:: WHAT NEEDS TO BE DONE ::
Everything from the line containing "the dark green" through the last line of the listing below should be returned exactly, except for pictures.

:: SOURCE MATERIAL ::
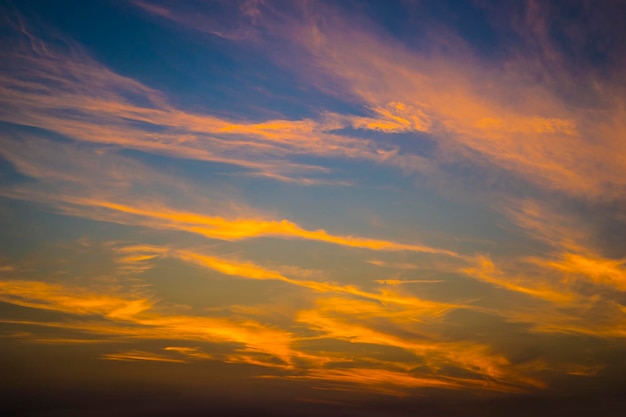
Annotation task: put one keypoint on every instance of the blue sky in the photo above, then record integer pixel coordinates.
(292, 207)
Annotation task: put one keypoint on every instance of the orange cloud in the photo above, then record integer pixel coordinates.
(139, 355)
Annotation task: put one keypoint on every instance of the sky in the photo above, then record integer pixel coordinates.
(302, 208)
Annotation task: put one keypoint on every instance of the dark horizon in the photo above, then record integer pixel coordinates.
(299, 208)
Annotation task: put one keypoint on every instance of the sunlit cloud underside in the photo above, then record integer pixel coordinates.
(315, 203)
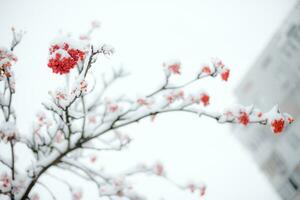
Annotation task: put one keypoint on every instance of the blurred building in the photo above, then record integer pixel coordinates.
(275, 79)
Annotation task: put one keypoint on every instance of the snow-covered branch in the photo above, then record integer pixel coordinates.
(80, 118)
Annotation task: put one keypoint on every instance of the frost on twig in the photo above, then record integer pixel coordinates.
(79, 120)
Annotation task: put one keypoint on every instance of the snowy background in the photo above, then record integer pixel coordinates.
(144, 34)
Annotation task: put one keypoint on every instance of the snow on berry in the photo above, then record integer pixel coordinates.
(172, 67)
(7, 59)
(204, 99)
(278, 121)
(64, 56)
(8, 131)
(277, 125)
(225, 74)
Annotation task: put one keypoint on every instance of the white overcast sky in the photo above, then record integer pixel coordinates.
(144, 34)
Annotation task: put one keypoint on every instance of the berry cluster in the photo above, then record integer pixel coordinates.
(63, 58)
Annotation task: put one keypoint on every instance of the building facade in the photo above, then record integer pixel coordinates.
(275, 79)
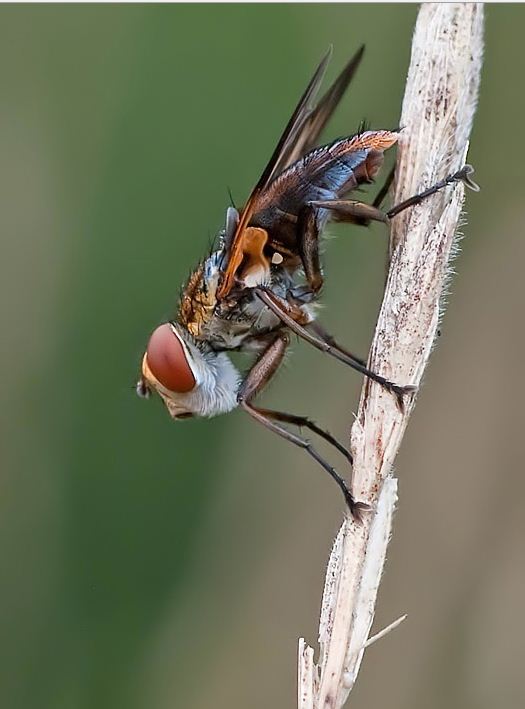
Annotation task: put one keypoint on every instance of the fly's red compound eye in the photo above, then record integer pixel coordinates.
(168, 362)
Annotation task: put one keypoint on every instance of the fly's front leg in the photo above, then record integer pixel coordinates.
(308, 231)
(463, 175)
(259, 375)
(289, 318)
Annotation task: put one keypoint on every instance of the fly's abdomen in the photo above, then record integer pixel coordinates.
(329, 172)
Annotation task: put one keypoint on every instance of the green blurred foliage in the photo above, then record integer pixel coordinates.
(123, 127)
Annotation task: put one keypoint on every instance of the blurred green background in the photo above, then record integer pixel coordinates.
(151, 564)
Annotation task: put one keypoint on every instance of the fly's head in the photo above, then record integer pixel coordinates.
(192, 381)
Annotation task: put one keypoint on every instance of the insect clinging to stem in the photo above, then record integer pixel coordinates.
(264, 278)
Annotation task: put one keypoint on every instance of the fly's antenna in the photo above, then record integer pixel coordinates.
(232, 201)
(363, 126)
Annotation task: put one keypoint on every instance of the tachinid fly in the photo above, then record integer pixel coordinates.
(263, 280)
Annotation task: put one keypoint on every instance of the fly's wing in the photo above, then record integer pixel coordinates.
(301, 132)
(315, 122)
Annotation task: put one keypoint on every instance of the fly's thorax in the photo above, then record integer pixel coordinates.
(192, 380)
(199, 296)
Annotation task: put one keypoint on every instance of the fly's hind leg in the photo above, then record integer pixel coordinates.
(308, 231)
(259, 375)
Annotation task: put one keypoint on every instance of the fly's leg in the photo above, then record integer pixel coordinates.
(303, 422)
(290, 318)
(463, 175)
(259, 375)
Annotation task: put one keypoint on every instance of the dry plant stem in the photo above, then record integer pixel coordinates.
(438, 109)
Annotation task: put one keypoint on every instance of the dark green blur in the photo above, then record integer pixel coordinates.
(122, 129)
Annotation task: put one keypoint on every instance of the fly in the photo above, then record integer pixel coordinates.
(264, 279)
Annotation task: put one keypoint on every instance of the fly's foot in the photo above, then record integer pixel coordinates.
(400, 392)
(357, 509)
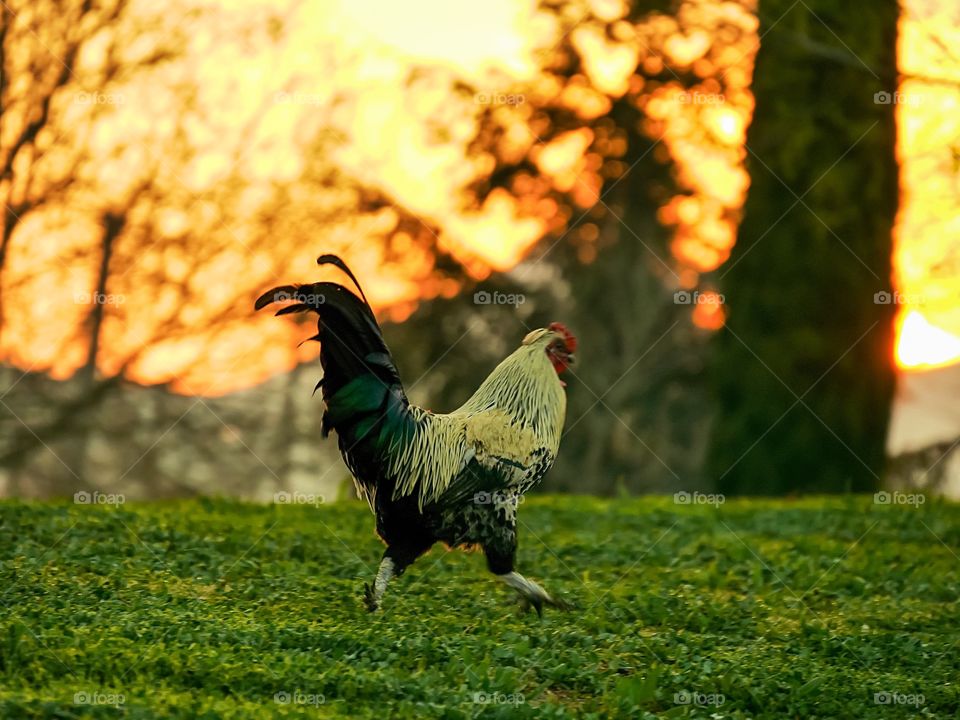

:: YOUR SOLUTION ::
Annotation task: put one keypoint on every instance of the dark green blur in the photo above, then record integer pixel coordinates.
(122, 129)
Annotation task: put one keypoint on every instance of the fly in the photo above, then record integer pixel coordinates.
(264, 279)
Annotation task: put one keypoint on every instance of the fly's foot in the photo above, then record integer pixel coordinates.
(400, 392)
(357, 509)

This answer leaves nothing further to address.